== Tekst źródłowy

Ja raz zrobiłem też zrzut ekranu jednego posta, wyglądało to tak:


----------



## rolnikolaf

Wybaczcie pisanie jednego posta pod drugim, ale chciałem poruszyć jeszcze jedną kwestię.
Ciężko ocenić, czy podlega to pod kategorię _ułatwiania przeglądania SSC_, ale skoro podczas poprawiania czytelności forum kierujemy się starym wyglądem, to pojawia się dodatkowo kwestia starych emotek.

Jestem świadom tego, że zdania na ich temat są podzielone, ale wiele osób (w tym ja) ma do nich pewien sentyment i przynajmniej niektóre warto by zachować. Jak już wiemy, administratorzy forum nie zamierzają wprowadzać z powrotem tych animowanych emotek, tłumacząc to obciążeniem serwera (jak dla mnie wymówka idiotyczna, wystarczy porównać wielkość przeciętnego zdjęcia z fotoforum i takiego gifa...).
@WhiskeySix opublikował jednakże galerię starych emotek, co można by wykorzystać do wstawiania starych emotek do postów.

====

Zadania do wykonania ▸
a) Przepisz z tekstu o starych emotkach fragment od „Ja raz zrobiłem” do „jeszcze jedną kwestię.”.
b) Przetłumacz na angielski to zdanie z tekstu o starych emotkach: „@WhiskeySix opublikował jednakże galerię starych emotek, co można by wykorzystać do wstawiania starych emotek do postów.”
c) Czym według tekstu o starych emotkach administratorzy forum tłumaczą to, że nie przywrócą animowanych emotek?
Pozycje pochodzą z innego źródła niż tekst o starych emotkach.

== Materiał źródłowy

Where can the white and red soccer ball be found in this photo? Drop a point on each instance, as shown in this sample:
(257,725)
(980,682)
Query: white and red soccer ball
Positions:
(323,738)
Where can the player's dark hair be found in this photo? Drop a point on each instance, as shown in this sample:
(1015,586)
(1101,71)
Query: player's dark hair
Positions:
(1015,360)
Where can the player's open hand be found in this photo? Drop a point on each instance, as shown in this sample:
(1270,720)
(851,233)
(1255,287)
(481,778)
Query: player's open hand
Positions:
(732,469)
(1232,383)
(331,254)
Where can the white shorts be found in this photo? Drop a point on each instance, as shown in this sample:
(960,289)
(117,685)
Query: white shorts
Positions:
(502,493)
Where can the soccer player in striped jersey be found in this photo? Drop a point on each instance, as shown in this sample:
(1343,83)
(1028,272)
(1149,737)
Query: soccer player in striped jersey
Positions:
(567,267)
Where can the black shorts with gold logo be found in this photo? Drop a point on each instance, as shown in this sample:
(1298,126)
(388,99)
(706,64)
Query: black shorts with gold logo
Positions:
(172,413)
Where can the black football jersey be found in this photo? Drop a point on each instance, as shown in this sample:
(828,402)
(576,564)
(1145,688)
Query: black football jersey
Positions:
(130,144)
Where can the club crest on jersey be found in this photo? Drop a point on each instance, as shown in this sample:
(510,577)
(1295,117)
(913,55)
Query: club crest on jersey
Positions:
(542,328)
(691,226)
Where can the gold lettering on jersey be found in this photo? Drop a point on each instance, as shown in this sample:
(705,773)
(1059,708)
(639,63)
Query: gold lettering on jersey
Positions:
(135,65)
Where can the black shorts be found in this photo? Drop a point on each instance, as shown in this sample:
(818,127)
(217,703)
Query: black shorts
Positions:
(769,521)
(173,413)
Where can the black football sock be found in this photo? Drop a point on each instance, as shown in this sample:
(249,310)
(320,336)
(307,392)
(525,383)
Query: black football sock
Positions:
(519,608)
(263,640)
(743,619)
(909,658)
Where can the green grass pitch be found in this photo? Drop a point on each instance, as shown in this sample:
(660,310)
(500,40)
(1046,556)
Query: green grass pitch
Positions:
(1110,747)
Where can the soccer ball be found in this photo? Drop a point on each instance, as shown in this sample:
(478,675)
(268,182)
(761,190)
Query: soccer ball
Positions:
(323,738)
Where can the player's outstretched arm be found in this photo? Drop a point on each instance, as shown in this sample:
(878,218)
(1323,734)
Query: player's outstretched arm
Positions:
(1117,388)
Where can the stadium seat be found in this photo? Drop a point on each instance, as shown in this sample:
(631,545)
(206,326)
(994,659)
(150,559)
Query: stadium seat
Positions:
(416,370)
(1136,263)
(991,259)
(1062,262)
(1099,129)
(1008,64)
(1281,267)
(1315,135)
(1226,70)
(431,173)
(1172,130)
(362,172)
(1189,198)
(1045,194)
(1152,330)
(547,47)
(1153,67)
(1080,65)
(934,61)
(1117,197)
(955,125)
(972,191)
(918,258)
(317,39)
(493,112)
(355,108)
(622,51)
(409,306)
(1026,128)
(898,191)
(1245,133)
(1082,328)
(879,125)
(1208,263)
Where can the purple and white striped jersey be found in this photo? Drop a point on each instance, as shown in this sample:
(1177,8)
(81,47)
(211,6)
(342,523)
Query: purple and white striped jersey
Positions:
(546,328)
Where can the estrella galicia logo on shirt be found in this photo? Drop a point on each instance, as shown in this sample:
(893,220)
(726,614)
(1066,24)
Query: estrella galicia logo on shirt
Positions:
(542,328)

====

Odpowiedzi ▸
a)
Ja raz zrobiłem też zrzut ekranu jednego posta, wyglądało to tak:


----------



## rolnikolaf

Wybaczcie pisanie jednego posta pod drugim, ale chciałem poruszyć jeszcze jedną kwestię.

b) @WhiskeySix, however, published a gallery of the old emoticons, which could be used to insert old emoticons into posts.

c) Obciążeniem serwera.